By Dan Froomkin
Special to washingtonpost.com
Monday, March 27, 2006; 12:27 PM
For all the talk of a Republican congressional rebellion, President Bush hasn't yet lost a significant legislative battle on Capitol Hill.
This week may change all that.
Bush sees a comprehensive overhaul of immigration laws as a top priority for his second term and he is pushing hard for an approach that includes both stepped-up border security and a guest-worker program. The goal is to cut down on illegal immigration while satisfying business interests -- and doing so in a way that can plausibly be described as compassionate.
But it's not looking good on the Hill.
Glenn Thrush and Peter Clark write in Newsday that Bush's effort, "which comes to a head this week in the Senate, has splintered the Republican ranks, pitting pro-business moderates and the White House against hard-liners eager to tap voter anger on the issue.
"It's also energized the Democrats' inner-city base and soured Hispanics to the GOP, spawning massive pro-immigrant protests on the streets of Los Angeles, Phoenix and Milwaukee."
Elisabeth Bumiller writes in the New York Times: "Mr. Bush is facing another test of his remaining powers as president.
"On Thursday, he called for calm in a White House meeting with groups pressing for changes in American immigration laws.
" 'I urge members of Congress and I urge people who like to comment on this issue to make sure the rhetoric is in accord with our traditions,' the president said.
"He added, in a warning to members of Congress, that 'the debate must be done in a way that doesn't pit one group of people against another.' . . .
"Philosophically, the president, whose own sensibility on the issue was shaped by his experience as governor of Texas, says he is committed to a program that meets the needs of business. . . .
"But politically, Mr. Bush must satisfy his most conservative supporters."
Bush spoke about immigration this morning at a naturalization ceremony in Washington. Suzanne Gamboa writes for the Associated Press: "President Bush said Monday that overhauling the nation's immigration laws 'is not going to be easy' and warned critics against stoking anti-immigrant feelings by calling them a threat to the nation's identity or a burden to the economy."
And while Bush worries about his right flank, there's a groundswell building to his left.
As Nina Bernstein writes in the New York Times: "Rallies in support of immigrants around the country have attracted crowds that have astonished even their organizers. More than a half-million demonstrators marched in Los Angeles on Saturday, as many as 300,000 in Chicago on March 10, and -- in between -- tens of thousands in Denver, Phoenix, Milwaukee and elsewhere. . . .

*WRITTEN PROBLEM A*: Return the entries that follow the column line for line, with no changes.
The column and the entries after it were taken from unrelated sources.

*PROVIDED RECORDS*:
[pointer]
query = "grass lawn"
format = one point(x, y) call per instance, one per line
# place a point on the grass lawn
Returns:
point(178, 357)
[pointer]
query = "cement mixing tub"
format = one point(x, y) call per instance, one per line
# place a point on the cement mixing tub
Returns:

*WRITTEN PROBLEM B*:
Answer these questions from the column:
(i) For which publication did Glenn Thrush and Peter Clark write?
(ii) At what event did Bush speak about immigration on Monday morning?
(iii) How many demonstrators marched in Los Angeles on Saturday?

*FULL SOLUTION A*:
[pointer]
query = "grass lawn"
format = one point(x, y) call per instance, one per line
# place a point on the grass lawn
Returns:
point(178, 357)
[pointer]
query = "cement mixing tub"
format = one point(x, y) call per instance, one per line
# place a point on the cement mixing tub
Returns:

*FULL SOLUTION B*:
(i) Newsday
(ii) A naturalization ceremony in Washington
(iii) More than a half-million